● Exercise instructions:
A) In the essay "The Gift of Sex," what three things lurk in the underworld of relationships? List them.
B) According to the quotation that opens the essay "The Gift of Sex," why is refusing a gift a way of spurning relationship? Answer in one to three sentences.

* Begin Selected passage *

4.8
December 31, 2012

The Gift of Sex. ~ Jenny Ferry

Source: Uploaded by user via Hm Samarel on Pinterest

“To refuse a gift is to spurn relationship. If gifts create bonds and widen the circle of self, then to refuse to give or receive a gift says, ‘I refuse to be connected to you. You are an other in my constellation of being.’” ~ Charles Eisenstein

Rejection stings. Period.

And here I was again. I let him go. Slowly. Reluctantly. Heartbreakingly. After two solid months of creating space to allow him to “process” his crumbling marriage and erratic behavior, he had taken up commiserating in the arms of another lover (also recently spurned) in the gap I had conveniently created.

Rebound relationships are like that. Drama. Misunderstandings. Totally messy.

Oh, I know messy! I’ve had my fair share of dark descents into the underworld of relationships where broken explicit or implicit agreements, betrayal of trust, plus uncorked and unarticulated desire lurk. Such is the experience of star-crossed lovers. And half-asleep relating.

* End Selected passage *
* Begin Records *

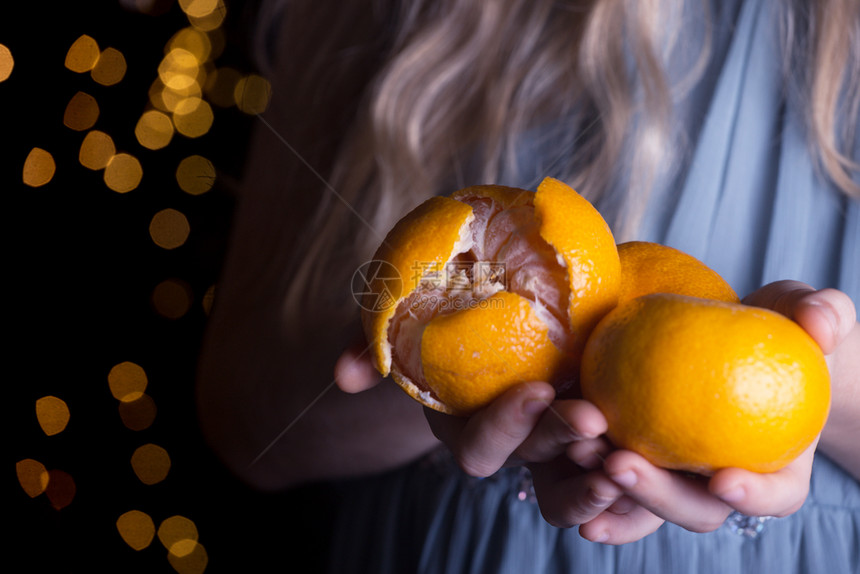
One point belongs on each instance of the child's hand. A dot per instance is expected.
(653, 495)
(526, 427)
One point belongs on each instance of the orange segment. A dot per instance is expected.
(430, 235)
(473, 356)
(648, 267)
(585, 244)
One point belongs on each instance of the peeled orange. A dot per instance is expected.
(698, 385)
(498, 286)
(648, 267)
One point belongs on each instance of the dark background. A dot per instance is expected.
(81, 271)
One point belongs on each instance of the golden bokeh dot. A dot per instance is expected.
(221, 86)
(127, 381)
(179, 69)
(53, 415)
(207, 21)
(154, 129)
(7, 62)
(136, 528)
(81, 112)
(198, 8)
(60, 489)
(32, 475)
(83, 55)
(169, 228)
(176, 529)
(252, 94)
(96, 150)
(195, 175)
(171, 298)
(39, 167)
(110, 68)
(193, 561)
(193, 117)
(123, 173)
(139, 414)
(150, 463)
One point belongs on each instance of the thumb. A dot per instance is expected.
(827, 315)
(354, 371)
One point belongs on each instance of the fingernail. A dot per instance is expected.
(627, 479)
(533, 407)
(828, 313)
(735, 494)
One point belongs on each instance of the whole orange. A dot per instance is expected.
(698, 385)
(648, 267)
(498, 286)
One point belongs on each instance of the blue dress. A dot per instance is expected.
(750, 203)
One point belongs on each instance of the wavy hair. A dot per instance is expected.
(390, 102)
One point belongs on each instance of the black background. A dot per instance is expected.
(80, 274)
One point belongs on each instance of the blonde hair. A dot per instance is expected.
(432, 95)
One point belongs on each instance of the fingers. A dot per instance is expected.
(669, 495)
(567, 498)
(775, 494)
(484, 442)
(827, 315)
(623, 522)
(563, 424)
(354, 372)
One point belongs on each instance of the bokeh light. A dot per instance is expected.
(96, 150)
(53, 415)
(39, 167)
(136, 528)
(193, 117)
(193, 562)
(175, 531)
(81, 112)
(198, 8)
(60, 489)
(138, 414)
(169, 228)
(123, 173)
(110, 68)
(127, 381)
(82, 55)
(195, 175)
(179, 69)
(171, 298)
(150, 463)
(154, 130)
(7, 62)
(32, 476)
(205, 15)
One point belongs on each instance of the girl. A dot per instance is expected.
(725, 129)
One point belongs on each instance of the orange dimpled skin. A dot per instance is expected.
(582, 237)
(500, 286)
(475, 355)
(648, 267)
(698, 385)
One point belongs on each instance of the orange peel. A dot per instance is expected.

* End Records *
* Begin Records *

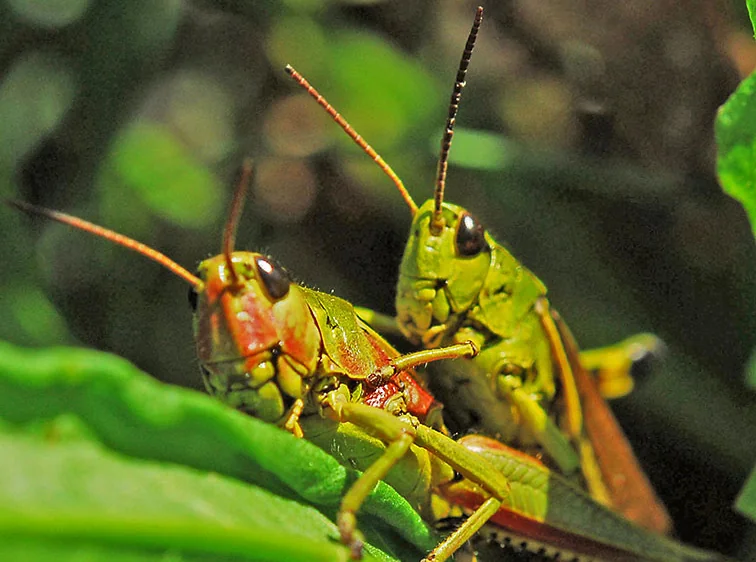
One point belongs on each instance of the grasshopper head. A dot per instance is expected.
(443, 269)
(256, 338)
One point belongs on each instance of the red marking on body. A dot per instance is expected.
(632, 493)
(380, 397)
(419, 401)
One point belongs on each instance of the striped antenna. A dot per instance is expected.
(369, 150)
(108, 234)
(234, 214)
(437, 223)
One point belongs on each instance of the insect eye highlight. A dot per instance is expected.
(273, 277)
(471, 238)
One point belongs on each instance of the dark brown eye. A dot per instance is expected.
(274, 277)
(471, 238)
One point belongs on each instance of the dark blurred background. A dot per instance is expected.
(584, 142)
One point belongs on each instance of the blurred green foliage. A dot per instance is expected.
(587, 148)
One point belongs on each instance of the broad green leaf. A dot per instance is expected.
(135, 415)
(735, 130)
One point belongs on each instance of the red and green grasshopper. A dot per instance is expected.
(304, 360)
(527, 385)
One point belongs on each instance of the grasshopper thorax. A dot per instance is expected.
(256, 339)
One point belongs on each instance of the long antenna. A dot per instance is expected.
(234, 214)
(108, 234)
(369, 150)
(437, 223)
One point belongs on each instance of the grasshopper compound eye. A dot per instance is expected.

* End Records *

● Full answers:
A)
- Broken explicit or implicit agreements
- Betrayal of trust
- Uncorked and unarticulated desire

B) Gifts create bonds and widen the circle of self. Refusing to give or receive a gift therefore says, "I refuse to be connected to you," and treats the other person as an other in one's constellation of being.